--- Start Supplied entries ---

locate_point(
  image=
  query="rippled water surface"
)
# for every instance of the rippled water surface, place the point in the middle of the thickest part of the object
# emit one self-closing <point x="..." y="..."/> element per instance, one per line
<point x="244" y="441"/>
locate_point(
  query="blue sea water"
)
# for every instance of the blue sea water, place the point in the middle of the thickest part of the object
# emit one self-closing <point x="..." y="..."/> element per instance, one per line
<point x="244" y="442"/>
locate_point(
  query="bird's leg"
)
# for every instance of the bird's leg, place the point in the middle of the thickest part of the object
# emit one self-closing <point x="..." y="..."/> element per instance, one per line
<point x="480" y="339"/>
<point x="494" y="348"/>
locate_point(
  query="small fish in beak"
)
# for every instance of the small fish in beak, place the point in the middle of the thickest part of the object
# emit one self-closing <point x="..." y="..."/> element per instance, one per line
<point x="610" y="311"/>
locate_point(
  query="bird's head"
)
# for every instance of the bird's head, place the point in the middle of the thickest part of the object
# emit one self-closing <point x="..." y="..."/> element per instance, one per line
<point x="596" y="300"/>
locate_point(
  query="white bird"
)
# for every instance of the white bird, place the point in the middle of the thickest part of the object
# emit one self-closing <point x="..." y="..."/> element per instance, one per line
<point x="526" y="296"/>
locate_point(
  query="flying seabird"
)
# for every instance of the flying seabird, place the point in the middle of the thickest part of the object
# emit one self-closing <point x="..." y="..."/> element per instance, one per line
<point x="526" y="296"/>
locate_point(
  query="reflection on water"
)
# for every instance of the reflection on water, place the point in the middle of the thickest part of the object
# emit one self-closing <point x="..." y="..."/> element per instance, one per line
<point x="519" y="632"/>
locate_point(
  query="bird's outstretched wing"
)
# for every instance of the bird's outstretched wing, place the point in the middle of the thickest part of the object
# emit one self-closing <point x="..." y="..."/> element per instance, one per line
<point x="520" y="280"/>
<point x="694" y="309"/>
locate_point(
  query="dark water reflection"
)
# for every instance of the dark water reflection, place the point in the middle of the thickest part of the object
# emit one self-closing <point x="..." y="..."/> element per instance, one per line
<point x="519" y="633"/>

--- End Supplied entries ---

(What the task requires) Repeat all of the records above exactly as written.

(Expected answer)
locate_point(
  image=
  query="rippled water surface"
)
# for every instance of the rippled water surface, place the point in the middle of the thickest part of the object
# emit one self-closing <point x="..." y="..."/> element per instance, one per line
<point x="244" y="441"/>
locate_point(
  query="blue sea water"
)
# for every instance of the blue sea water, place the point in the middle of the thickest part of the object
# emit one self-closing <point x="..." y="..."/> element per instance, one per line
<point x="244" y="442"/>
locate_point(
  query="bird's leg"
)
# for every instance of the bird's leg, place the point in the middle of the thickest part of the object
# emit one self-closing <point x="..." y="..."/> element per instance, one per line
<point x="480" y="339"/>
<point x="494" y="348"/>
locate_point(
  query="small fish in beak"
)
# for every instance of the small fish in beak, place the point in the middle of the thickest part of the object
# emit one self-closing <point x="..." y="..."/> element per instance, one per line
<point x="610" y="311"/>
locate_point(
  query="bird's head"
)
# for every instance of the bird's head, place the point in the middle of the thickest part of the object
# emit one self-closing <point x="..." y="..."/> element per instance, one per line
<point x="596" y="300"/>
locate_point(
  query="white bird"
)
# for every instance of the white bird, place the point in the middle of the thickest part of the object
# emit one self-closing <point x="..." y="..."/> element per instance, one per line
<point x="526" y="296"/>
locate_point(
  query="flying seabird"
)
# for every instance of the flying seabird, place the point in the middle of the thickest part of the object
# emit one self-closing <point x="..." y="..."/> element per instance, one per line
<point x="526" y="296"/>
locate_point(
  query="reflection on water"
)
# for every instance of the reflection on water, place the point in the middle of the thickest part of the object
# emit one self-closing <point x="..." y="..."/> element per instance, one per line
<point x="519" y="632"/>
locate_point(
  query="bird's outstretched wing"
)
# for every instance of the bird's outstretched wing, place the point in the middle of the thickest part of the object
# emit one self-closing <point x="..." y="..."/> element per instance, one per line
<point x="520" y="280"/>
<point x="694" y="309"/>
locate_point(
  query="dark water reflection"
)
# for every instance of the dark water reflection, place the point in the middle of the thickest part of the object
# emit one self-closing <point x="..." y="..."/> element per instance, one per line
<point x="519" y="633"/>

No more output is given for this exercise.